* Aim of the task
Please write out every line of the records below again, requests included, leaving the pictures out. Raise each coordinate value in the answers by 55.

* Stored records
###

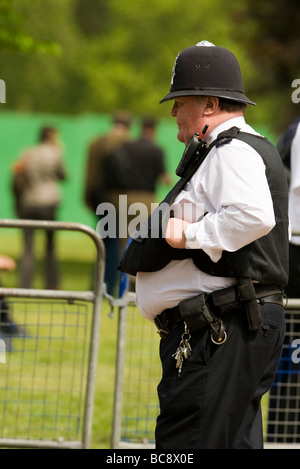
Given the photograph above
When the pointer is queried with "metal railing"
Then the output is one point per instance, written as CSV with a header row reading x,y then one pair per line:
x,y
20,377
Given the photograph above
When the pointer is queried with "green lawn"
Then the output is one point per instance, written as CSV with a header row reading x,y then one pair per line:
x,y
76,254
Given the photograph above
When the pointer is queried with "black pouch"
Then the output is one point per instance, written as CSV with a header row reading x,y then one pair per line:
x,y
247,297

###

* Task result
Given the photograph above
When the pointer is queried with "metal railing"
Then the output is one point per instance, written as CSV with a header row reading x,y then one pair per line:
x,y
75,432
Given the photograph above
When the pointer is queried with "green lawn"
Then the output is one point per instance, written as CSV with a header row reading x,y then one pair per line:
x,y
131,309
Given the photograph above
When the pointer is queried with "black pouch"
Then the output is one point per instance, written as CSV with a header row reading x,y then one pair per line:
x,y
302,352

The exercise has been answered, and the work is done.